_ACTIVITY:_ Exclude the pictures and repeat all of the data exactly.

_DATASET CONTENT:_
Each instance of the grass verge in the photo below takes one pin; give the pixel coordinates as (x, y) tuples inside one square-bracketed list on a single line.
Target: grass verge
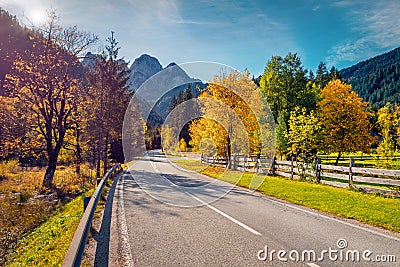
[(48, 244), (372, 209)]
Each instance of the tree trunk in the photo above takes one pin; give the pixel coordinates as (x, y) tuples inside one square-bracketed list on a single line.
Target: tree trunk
[(228, 150), (98, 162), (78, 152), (51, 169), (105, 165), (338, 157)]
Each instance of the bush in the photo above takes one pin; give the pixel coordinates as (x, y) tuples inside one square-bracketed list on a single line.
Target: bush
[(8, 168)]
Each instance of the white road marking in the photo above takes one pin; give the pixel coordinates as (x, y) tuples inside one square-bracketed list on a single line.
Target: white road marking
[(126, 252), (226, 215), (309, 212)]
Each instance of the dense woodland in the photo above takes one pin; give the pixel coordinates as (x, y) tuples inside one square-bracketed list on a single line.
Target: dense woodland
[(376, 80), (53, 110)]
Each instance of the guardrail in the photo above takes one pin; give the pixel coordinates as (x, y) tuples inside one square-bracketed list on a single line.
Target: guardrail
[(77, 246), (339, 176)]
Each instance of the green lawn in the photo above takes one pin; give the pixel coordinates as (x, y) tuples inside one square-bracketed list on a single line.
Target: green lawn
[(48, 244), (368, 208)]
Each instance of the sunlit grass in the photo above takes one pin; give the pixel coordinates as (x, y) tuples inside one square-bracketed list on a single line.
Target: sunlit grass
[(344, 202), (25, 204), (48, 244)]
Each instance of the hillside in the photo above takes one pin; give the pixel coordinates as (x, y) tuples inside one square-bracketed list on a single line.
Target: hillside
[(14, 39), (376, 80)]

_OUTPUT BELOW:_
Each instance of the grass verge in the photo below takes one pin; give the pixel coordinates as (x, y) tuples inside one square-bracketed list on a single line.
Target: grass verge
[(48, 244), (372, 209)]
Each instance of the tree trunk in the photo above takes one pin; give the pixel coordinates as (x, y) tuples inside one square-bracketed list on a single line.
Target: tree trunk
[(228, 150), (98, 162), (78, 152), (51, 169), (105, 165), (338, 157)]
Each instance of the bush in the photo above takes one pin; give the pixel coordinates as (x, y) tuples inside one square-bracketed list on a single line.
Target: bush
[(8, 168)]
Each instance of the white road marking in the photo above takes one pin; give the pixel coordinates as (x, y) tuples inside one square-bracketed list on a single line.
Target: white road marking
[(126, 252), (226, 215), (309, 212)]
Each instance of the dense woodland in the photo above takes one pin; give the pixel coordinates as (x, y) tuples inside one square-bracketed list on a single line.
Target: dense woodland
[(376, 80), (53, 110)]
Each instance of the guardrail in the photo above takes one pin; give the pixel coordinates as (x, y) tuples inside one square-bracketed list on a single line.
Target: guardrail
[(77, 246), (339, 176)]
Each instance of the green lawn in the photo above takes one pin; give the pixel coordinates as (x, y) tuples inside one square-bracketed list on a single line.
Target: green lawn
[(48, 244), (368, 208)]
Each instance of the sunlit grass in the photo above takes one pin; give the pixel coordinates as (x, y) tuples inside one square-bracketed list on a single line.
Target: sunlit grass
[(344, 202), (25, 204), (48, 244)]
Each instance of the hillside in the photo above takes one pin; give the pixel coordinates as (x, y) tuples inside one square-bracketed list on a single line.
Target: hillside
[(14, 39), (376, 80)]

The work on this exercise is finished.